* _Task statement_: All entries are to be copied exactly, with pictures removed.

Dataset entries
=== Section Start ===

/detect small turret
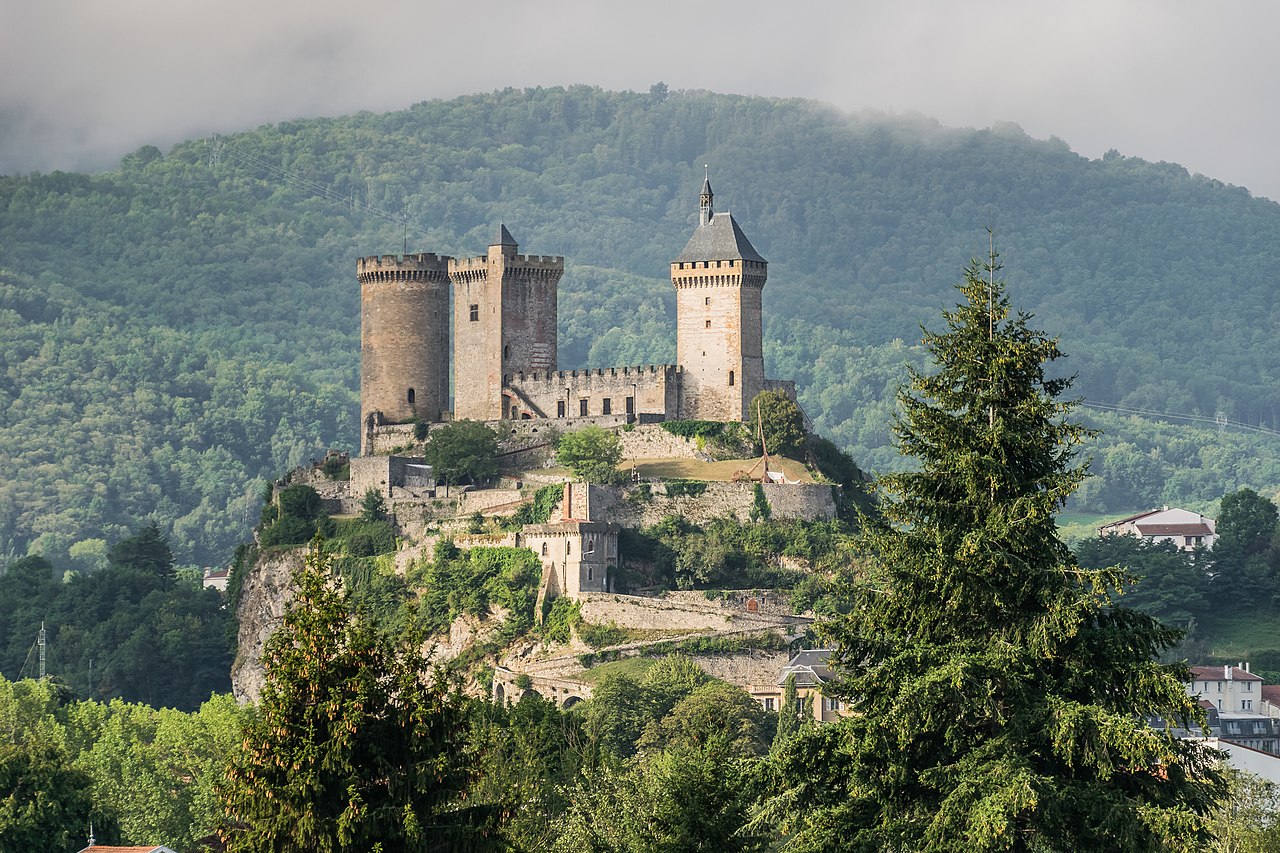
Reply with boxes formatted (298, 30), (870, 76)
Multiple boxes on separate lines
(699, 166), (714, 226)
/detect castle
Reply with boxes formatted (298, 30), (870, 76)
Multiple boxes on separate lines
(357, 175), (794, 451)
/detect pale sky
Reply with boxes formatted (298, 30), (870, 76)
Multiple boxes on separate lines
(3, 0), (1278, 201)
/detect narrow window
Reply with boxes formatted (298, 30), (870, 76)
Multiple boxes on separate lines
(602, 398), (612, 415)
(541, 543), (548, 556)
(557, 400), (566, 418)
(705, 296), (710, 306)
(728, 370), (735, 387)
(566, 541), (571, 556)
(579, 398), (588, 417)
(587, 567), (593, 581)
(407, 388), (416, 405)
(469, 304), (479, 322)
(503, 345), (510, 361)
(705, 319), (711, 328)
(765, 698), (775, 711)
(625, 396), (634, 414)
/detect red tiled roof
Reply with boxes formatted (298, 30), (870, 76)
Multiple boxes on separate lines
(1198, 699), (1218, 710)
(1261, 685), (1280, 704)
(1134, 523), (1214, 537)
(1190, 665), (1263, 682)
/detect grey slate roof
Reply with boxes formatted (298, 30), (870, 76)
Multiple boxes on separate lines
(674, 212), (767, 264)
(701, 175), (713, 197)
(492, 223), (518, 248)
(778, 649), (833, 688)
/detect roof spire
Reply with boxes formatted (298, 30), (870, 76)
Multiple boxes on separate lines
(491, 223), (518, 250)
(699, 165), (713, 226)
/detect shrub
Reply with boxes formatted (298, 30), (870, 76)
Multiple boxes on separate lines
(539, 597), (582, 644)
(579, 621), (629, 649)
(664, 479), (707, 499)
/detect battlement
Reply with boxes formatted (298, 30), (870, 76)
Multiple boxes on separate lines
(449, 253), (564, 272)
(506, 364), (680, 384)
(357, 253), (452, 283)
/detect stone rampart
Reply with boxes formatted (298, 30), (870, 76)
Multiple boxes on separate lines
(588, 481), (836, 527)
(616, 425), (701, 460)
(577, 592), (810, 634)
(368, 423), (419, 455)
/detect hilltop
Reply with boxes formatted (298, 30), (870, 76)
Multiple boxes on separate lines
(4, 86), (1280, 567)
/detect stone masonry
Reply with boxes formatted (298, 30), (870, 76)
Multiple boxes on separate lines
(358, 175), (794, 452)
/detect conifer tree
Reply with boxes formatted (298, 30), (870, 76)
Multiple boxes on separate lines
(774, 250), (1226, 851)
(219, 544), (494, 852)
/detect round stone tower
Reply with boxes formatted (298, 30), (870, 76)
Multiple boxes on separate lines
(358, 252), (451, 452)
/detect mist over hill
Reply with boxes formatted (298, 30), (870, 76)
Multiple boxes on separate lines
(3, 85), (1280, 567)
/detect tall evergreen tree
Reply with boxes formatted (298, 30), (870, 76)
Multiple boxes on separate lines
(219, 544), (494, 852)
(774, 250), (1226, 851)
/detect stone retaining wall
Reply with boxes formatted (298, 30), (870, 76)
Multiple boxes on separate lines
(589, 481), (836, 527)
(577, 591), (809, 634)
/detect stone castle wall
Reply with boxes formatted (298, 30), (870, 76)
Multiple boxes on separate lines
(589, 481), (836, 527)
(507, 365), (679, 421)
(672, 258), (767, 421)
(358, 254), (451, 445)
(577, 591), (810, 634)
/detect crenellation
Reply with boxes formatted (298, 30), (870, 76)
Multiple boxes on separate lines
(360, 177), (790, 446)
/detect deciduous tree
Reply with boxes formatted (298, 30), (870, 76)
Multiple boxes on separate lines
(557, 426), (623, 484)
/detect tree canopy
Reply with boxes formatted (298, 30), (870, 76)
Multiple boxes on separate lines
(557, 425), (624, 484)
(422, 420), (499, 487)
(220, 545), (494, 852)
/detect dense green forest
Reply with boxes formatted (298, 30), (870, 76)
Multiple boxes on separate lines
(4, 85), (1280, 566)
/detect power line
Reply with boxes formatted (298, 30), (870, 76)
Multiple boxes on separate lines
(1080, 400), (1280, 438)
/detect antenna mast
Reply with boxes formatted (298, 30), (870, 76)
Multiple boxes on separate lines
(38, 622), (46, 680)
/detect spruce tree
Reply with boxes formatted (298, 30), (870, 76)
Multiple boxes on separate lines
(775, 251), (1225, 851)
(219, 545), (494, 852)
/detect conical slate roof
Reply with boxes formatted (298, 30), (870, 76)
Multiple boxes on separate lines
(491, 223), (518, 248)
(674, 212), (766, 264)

=== Section End ===

* _Task output_:
/detect small turret
Reply with boxes formatted (298, 30), (870, 76)
Multiple boxes on separate lines
(699, 166), (714, 226)
/detect castle
Reply with boxes formatted (298, 30), (870, 76)
Multiple boxes on separate lines
(357, 175), (794, 451)
/detect pale sky
Reply with boxes formatted (298, 30), (870, 76)
Multiple boxes on separate lines
(3, 0), (1278, 201)
/detect narrow window
Reply with boxes formatted (298, 30), (870, 76)
Multiple boxes on separate lines
(602, 398), (612, 415)
(541, 543), (548, 556)
(557, 400), (566, 418)
(705, 296), (710, 306)
(728, 370), (735, 387)
(566, 541), (571, 556)
(579, 398), (588, 417)
(587, 567), (593, 581)
(407, 388), (416, 405)
(469, 304), (479, 322)
(503, 345), (510, 361)
(705, 319), (711, 328)
(765, 698), (775, 711)
(625, 396), (634, 414)
/detect red tiled roof
Reply with boxes formatted (298, 30), (870, 76)
Multiple boxes on separate lines
(1198, 699), (1218, 710)
(1261, 685), (1280, 704)
(1134, 523), (1214, 537)
(1190, 665), (1263, 682)
/detect grey slate roof
Reply with boxes formatted (298, 30), (870, 76)
Multiple boxes on separate lines
(674, 212), (767, 264)
(701, 175), (713, 197)
(492, 223), (518, 248)
(778, 649), (833, 688)
/detect roof spire
Reply with boxes formatted (298, 30), (870, 76)
Multiple boxes on separate lines
(491, 223), (518, 250)
(699, 165), (713, 226)
/detect shrub
Reply with boxes formatted (298, 30), (870, 76)
Multiple boxes on separate lines
(539, 597), (582, 644)
(579, 621), (629, 649)
(664, 479), (707, 499)
/detect battlement
Reply with boxes formatted (298, 30), (870, 76)
Multiple boxes on separate lines
(449, 253), (564, 272)
(506, 364), (680, 384)
(357, 253), (452, 283)
/detect stone rampart
Reply with boxes formatted (298, 30), (870, 76)
Multiple boxes on separate lines
(588, 481), (836, 527)
(616, 425), (701, 460)
(577, 592), (810, 634)
(368, 423), (419, 455)
/detect hilltop
Reply with boxes formatted (298, 30), (870, 76)
Multiple boxes on separate lines
(4, 86), (1280, 567)
/detect stone masonry
Reply with boxes formatted (298, 30), (870, 76)
Multiple boxes on separate lines
(358, 175), (794, 452)
/detect conifer tree
Reply with boxes formatted (298, 30), (870, 76)
Multiple boxes on separate lines
(774, 250), (1226, 851)
(219, 544), (494, 852)
/detect round stone tower
Reply with boxes formatted (298, 30), (870, 76)
Multiple boxes on separate lines
(358, 252), (451, 452)
/detect mist over hill
Reply with boxes formatted (298, 30), (870, 76)
Multiple boxes on separate lines
(3, 85), (1280, 567)
/detect tall evergreen tree
Reply with boxes formatted (298, 30), (870, 76)
Multiple boxes on separate lines
(219, 544), (494, 852)
(774, 250), (1226, 851)
/detect stone retaining wall
Reply with boxes formatted (298, 30), (870, 76)
Multiple boxes on separate lines
(589, 481), (836, 527)
(577, 591), (809, 634)
/detect stone castle wall
Reply with boxes formatted (298, 30), (870, 76)
Multiple boxes on separate lines
(589, 481), (836, 527)
(507, 365), (679, 421)
(672, 258), (767, 421)
(358, 254), (451, 445)
(577, 591), (810, 634)
/detect crenellation
Reply with boxes formatted (298, 30), (870, 76)
Multiple boxes on separate lines
(360, 177), (790, 446)
/detect deciduous tree
Reply with boxes formatted (298, 30), (870, 76)
Multiple boxes on separate lines
(557, 426), (623, 484)
/detect tree canopy
Reply with boxes formatted (298, 30), (870, 76)
Multiple boxes on separate lines
(557, 425), (624, 484)
(422, 420), (499, 487)
(220, 545), (494, 852)
/detect dense green forest
Reply with boxes formatted (298, 30), (870, 76)
Multiple boxes on separate lines
(4, 85), (1280, 566)
/detect power line
Reply with boxes formatted (298, 30), (870, 76)
Multiple boxes on separate lines
(1080, 400), (1280, 438)
/detect antenna mast
Reply with boxes formatted (298, 30), (870, 76)
Multiple boxes on separate lines
(38, 622), (46, 680)
/detect spruce tree
Reply with boxes formatted (298, 30), (870, 76)
Multiple boxes on separate lines
(775, 251), (1225, 851)
(219, 545), (494, 852)
/detect conical slate roof
Reply with boxes formatted (298, 30), (870, 76)
Multiple boxes on separate lines
(491, 223), (518, 248)
(674, 212), (766, 264)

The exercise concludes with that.